= WHAT YOU WILL DO =
The entries that follow must be given again exactly, with no pictures kept.
<<<<
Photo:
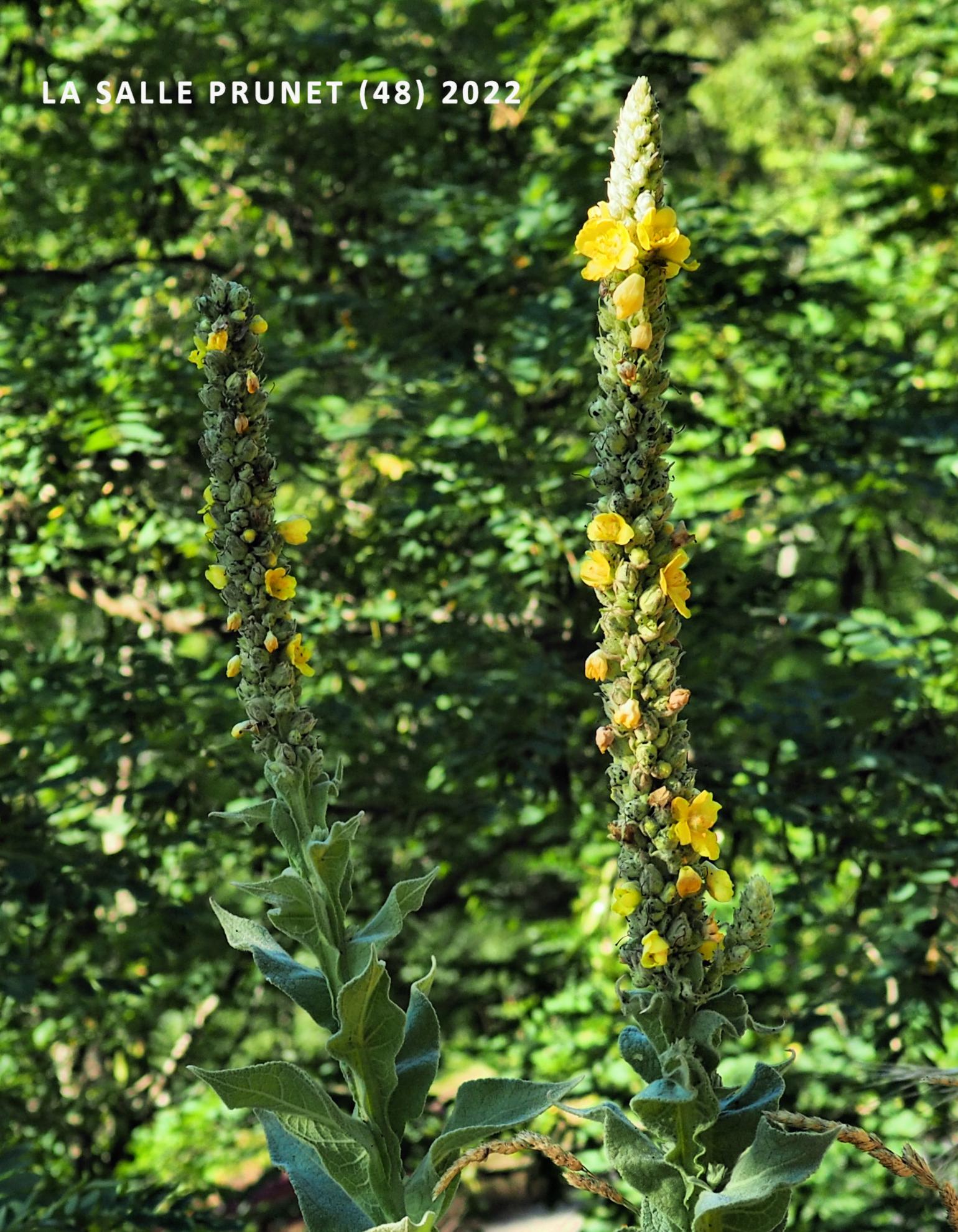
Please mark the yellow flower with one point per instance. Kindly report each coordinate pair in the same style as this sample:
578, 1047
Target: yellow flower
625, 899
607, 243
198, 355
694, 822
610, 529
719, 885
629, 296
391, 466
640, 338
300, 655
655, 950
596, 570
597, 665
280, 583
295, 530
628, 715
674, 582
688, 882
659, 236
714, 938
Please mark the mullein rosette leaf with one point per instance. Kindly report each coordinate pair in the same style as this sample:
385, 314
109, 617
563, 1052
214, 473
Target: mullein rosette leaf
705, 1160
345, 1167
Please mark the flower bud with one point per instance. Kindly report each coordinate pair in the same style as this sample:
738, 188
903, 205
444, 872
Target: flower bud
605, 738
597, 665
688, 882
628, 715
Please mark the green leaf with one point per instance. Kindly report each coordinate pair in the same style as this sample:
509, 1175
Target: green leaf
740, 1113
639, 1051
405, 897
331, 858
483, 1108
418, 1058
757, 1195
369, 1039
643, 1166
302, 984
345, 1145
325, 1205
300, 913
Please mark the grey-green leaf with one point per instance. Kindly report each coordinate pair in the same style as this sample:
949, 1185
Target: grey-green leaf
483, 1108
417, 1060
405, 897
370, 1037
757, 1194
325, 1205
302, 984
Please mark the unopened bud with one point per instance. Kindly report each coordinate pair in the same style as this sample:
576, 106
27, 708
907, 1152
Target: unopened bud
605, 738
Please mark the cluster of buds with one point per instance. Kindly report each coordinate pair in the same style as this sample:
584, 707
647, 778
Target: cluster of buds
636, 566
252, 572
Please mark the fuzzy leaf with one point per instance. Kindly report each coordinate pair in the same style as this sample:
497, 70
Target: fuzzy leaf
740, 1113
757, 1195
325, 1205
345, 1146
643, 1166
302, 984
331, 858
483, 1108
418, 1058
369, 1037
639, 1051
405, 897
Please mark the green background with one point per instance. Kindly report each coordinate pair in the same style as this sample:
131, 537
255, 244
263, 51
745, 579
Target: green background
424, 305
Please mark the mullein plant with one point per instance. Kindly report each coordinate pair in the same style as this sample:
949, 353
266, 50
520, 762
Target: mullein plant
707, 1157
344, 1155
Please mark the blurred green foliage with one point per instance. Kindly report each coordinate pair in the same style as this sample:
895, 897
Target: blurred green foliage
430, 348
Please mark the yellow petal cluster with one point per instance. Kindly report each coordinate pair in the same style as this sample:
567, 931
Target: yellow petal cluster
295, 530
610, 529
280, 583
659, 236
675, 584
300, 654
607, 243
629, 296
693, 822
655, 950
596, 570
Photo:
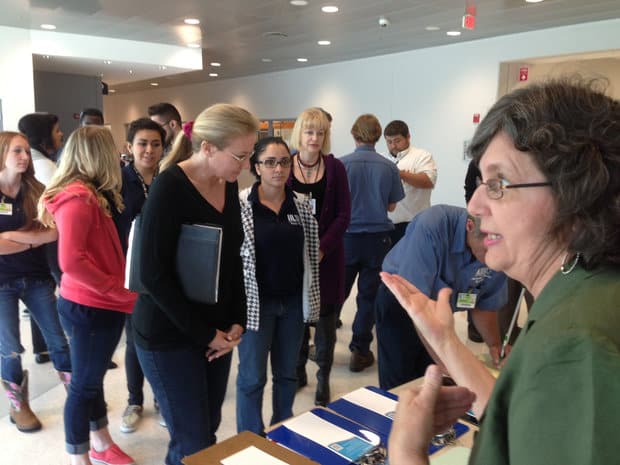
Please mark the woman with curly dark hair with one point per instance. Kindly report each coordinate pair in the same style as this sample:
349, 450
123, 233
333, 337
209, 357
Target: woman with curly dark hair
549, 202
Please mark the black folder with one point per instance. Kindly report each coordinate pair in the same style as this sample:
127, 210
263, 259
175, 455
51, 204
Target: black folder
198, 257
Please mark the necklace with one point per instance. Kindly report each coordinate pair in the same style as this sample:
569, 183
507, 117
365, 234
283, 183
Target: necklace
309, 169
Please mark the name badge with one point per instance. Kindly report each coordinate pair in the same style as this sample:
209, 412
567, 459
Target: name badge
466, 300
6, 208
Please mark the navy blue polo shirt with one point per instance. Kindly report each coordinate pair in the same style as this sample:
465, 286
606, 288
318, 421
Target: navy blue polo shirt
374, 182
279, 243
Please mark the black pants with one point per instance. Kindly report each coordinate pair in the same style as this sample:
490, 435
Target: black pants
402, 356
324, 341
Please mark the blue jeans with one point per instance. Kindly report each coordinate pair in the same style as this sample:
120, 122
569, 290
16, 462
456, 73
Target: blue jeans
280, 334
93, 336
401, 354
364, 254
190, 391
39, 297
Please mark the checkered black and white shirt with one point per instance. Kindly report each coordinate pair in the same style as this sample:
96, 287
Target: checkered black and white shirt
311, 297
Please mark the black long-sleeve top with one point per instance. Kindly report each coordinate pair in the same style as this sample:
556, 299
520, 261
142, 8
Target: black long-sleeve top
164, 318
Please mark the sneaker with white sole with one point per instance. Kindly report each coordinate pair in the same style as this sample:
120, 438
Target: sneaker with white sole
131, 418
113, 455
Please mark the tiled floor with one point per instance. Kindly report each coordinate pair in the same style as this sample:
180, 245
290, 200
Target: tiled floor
>>>>
= PROBLEM SOLUTION =
Photo:
Please mark the yellow flower with one point per instance. Kindly report each coordinate pair in the same style as this sample:
578, 1047
Target: yellow flower
625, 899
607, 243
198, 355
694, 822
610, 529
719, 885
629, 296
391, 466
640, 338
300, 655
655, 950
596, 570
597, 665
280, 583
295, 530
628, 715
674, 582
688, 882
659, 236
714, 938
Please mark the mullein rosette leaf with one point per instance. Kindly report each coordinate pair in the same style as this sample:
385, 314
109, 617
563, 1052
214, 473
Target: mullein rosette leaf
705, 1160
345, 1167
Please mark the flower bud with one point per instance. Kindly report each coordinate pair in the same style as this sample:
738, 188
903, 205
444, 872
Target: flower bud
605, 738
597, 665
688, 882
628, 715
Please mark the green leaf with one point per instance. Kindly report each coordinate pair in the same style as this sample:
509, 1175
Target: green leaf
740, 1113
639, 1051
405, 897
331, 858
483, 1108
418, 1058
757, 1195
369, 1039
643, 1166
302, 984
345, 1145
325, 1205
300, 913
Please mark the grey-green leaf with one point per instance. Kindly report each coordinate pair in the same style as this sample:
949, 1185
Target: grey-green leaf
483, 1108
417, 1060
405, 897
370, 1037
757, 1194
325, 1205
302, 984
Please mark the unopened bud with one point per instance. Kindly report each coordinate pair in the same style as this sample:
576, 106
27, 708
907, 1152
Target: unopened bud
605, 738
Please mark the cluster of buds with one point per instance. Kindly report each coordinate pair in the same style as this sample:
584, 707
647, 778
Target: cluster of buds
636, 566
252, 572
Please mark the fuzzy leaf with one point per instance. Kindly report each coordinate pair in the same style as this sample:
497, 70
Target: fuzzy leaf
740, 1113
757, 1195
325, 1205
345, 1146
643, 1166
302, 984
331, 858
483, 1108
418, 1058
369, 1037
639, 1051
405, 897
Please mark the green background with one point per instance. Kindly report each coordinate pair in the same style as this sample:
131, 537
255, 244
263, 51
745, 579
Target: green background
424, 305
Please mark the mullein plant with one point per instance. Kindly report each coordinate pair in the same style as this sample:
949, 353
266, 50
520, 762
Target: mullein plant
707, 1157
344, 1155
Please mark the blurred green foliage with one point per instance. Kindly report each coordinate pair in the same style as this sample:
895, 897
Target: blurred green foliage
430, 348
Please mark the yellow petal cluster with one point per instance. Kindly report each coordinate pair in the same style as this sample:
567, 931
Target: yellow petal cluster
295, 530
610, 529
280, 583
659, 236
675, 584
300, 654
607, 243
629, 296
693, 822
655, 950
596, 570
Photo:
Please mark the woman with curly dark hair with one point per instance. Kindly report each coordinate pair in the same style as this sample:
349, 450
123, 233
333, 337
209, 357
Target: woman with curly dark hair
549, 202
Please mark the black folder with one point per instance. Kindly report each coordinate pair in the same style as this sample:
127, 210
263, 259
175, 455
51, 204
Target: black folder
198, 257
Please mark the necklace with one point per instance. Kindly report each coordinate pair in the same style as this sample:
569, 183
507, 117
365, 234
283, 183
Target: necklace
309, 169
Please mark the name badge with one point per instance. Kindly report each coordinate pair in the same style as this sample:
209, 412
567, 459
Target: name badge
466, 300
6, 208
Please mark the navy blue polo shirt with one point per instance. Kindly report each coordinate pair in the same style as this sample:
465, 286
606, 288
318, 421
Target: navy blue polo shirt
374, 182
279, 243
Please mark the black pants with one point per instance. Kindly report each coordinate pair in the same style as this sample:
490, 435
Target: black pants
402, 356
324, 341
Please mark the blue jeans with one point per instance. Kindly report each coordinate pair in the same style as this sample:
120, 122
569, 290
16, 462
456, 73
Target: blue jeans
280, 334
93, 336
401, 354
364, 254
190, 391
39, 297
Please mark the checkered black and white shirt with one point per instance. Kindly report each coordinate pair in the same style as this sample:
96, 287
Target: checkered black and white shirt
311, 297
Please mark the black long-sleeve top with one point per instance. Kindly report each coordinate pair in the same style as this sample:
556, 299
520, 261
142, 8
Target: black long-sleeve top
164, 318
Please mark the sneaker with white sole with one point per instance. Kindly report each coordinate pair in the same style as this sample:
120, 438
Target: sneaker with white sole
131, 418
113, 455
Please mark the tiled floor with one point per instance. Kindly report each coordinate pair in the same style as this sample:
180, 245
290, 200
Target: tiled floor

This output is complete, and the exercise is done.